Tasks:
1) List the other names the aerial refuelling text gives for the process.
2) According to the aerial refuelling text, how long did the receiver aircraft stay aloft during the August 27–28, 1923 endurance record?
3) Carry on the history of aerial refuelling from the point where it ends.

Source:
----

Aerial refuelling, also referred to as air refuelling, in-flight refuelling, air-to-air refuelling (AAR), and tanking, is the process of transferring aviation fuel from one military aircraft (the tanker) to another (the receiver) during flight.
Some of the earliest experiments in aerial refuelling took place in the 1920’s; two slow-flying aircraft flew in formation, with a hose run down from a hand-held fuel tank on one aircraft and placed into the usual fuel filler of the other. The first mid-air refuelling, based on the development of Alexander P. de Seversky, between two planes occurred on June 27, 1923, between two Airco DH-4B biplanes of the United States Army Air Service. An endurance record was set by three DH-4Bs (a receiver and two tankers) on August 27–28, 1923, in which the receiver aircraft remained aloft for more than 37 hours using nine mid-air refuelling to transfer 2,600 L of aviation gasoline and 140L of engine oil. The same crews demonstrated the utility of the technique on October 25, 1923, when a DH-4 flew from Sumas, Washington, on the Canada–United States border, to Tijuana, Mexico, landing in San Diego, using mid-air refuelling at Eugene, Oregon and Sacramento, California.
Similar trial demonstrations of mid-air refuelling technique took place at the Royal Aircraft Establishment in England and by the Armée de l'Air in France in the same year, but these early experiments were not yet regarded as a practical proposition and were generally dismissed as stunts.
As the 1920s progressed, greater numbers of aviation enthusiasts vied to set new aerial long-distance records, using inflight air refuelling. One such enthusiast, who would revolutionise aerial refuelling was Sir Alan Cobham, member of the Royal Flying Corps in World War I, and a pioneer of long-distance aviation. During the 1920’s, he made long-distance flights to places as far afield as Africa and Australia and he began experimenting with the possibilities of in-flight refuelling to extend the range of flight.
Cobham was one of the founding directors of Airspeed Limited, an aircraft manufacturing company which went on to produce a specially adapted Airspeed Courier that Cobham used for his early experiments with in-flight refuelling. This craft was eventually modified by Airspeed to Cobham's specification, for a non-stop flight from London to India, using in-flight refuelling to extend the plane's flight duration.

----

Extracted records:
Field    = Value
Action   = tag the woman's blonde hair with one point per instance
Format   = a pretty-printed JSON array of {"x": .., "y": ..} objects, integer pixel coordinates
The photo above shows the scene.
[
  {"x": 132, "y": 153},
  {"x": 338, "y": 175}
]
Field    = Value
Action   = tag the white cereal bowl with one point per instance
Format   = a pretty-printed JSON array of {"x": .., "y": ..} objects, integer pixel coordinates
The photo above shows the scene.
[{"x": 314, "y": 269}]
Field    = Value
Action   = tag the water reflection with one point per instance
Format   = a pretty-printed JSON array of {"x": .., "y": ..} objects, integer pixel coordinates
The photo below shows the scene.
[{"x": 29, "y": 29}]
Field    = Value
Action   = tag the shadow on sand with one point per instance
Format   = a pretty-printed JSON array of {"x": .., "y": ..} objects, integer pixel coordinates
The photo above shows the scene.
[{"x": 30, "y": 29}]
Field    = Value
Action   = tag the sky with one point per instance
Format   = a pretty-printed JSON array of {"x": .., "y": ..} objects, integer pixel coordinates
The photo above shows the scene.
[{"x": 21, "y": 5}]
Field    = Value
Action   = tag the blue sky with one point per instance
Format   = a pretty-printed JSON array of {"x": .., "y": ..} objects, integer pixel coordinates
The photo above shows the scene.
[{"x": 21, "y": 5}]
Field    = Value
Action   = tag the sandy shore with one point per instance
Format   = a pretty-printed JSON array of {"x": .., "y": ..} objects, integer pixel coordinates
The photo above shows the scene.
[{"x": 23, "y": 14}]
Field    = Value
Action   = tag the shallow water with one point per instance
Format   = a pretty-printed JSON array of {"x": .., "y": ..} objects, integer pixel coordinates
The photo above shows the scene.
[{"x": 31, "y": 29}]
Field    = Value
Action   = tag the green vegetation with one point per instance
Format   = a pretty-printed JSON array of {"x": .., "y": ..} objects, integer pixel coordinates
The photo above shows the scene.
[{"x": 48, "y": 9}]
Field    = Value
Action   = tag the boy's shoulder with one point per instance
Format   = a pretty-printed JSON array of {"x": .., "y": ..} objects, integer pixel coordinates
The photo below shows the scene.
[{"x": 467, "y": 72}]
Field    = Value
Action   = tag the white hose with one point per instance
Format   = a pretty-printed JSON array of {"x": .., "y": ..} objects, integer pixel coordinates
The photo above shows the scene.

----

Expected responses:
1) air refuelling, in-flight refuelling, air-to-air refuelling (AAR), tanking

2) More than 37 hours.

3)
Meanwhile, in 1929, a group of U.S. Army Air Corps fliers, led by then Major Carl Spaatz, set an endurance record of over 150 hours with the Question Mark over Los Angeles. Between June 11 and July 4, 1930, the brothers John, Kenneth, Albert, and Walter Hunter set a new record of 553 hours 40 minutes over Chicago using two Stinson SM-1 Detroiters as refueler and receiver. Aerial refuelling remained a very dangerous process until 1935, when brothers Fred and Al Key demonstrated a spill-free refuelling nozzle, designed by A. D. Hunter. They exceeded the Hunters' record by nearly 100 hours in a Curtiss Robin monoplane, staying aloft for more than 27 days.
The US was mainly concerned about transatlantic flights for faster postal service between Europe and America. In 1931 W. Irving Glover, the second assistant postmaster, wrote an extensive article for Popular Mechanics concerning the challenges and the need for such a regular service. In his article he even mentioned the use of aerial refuelling after take-off as a possible solution.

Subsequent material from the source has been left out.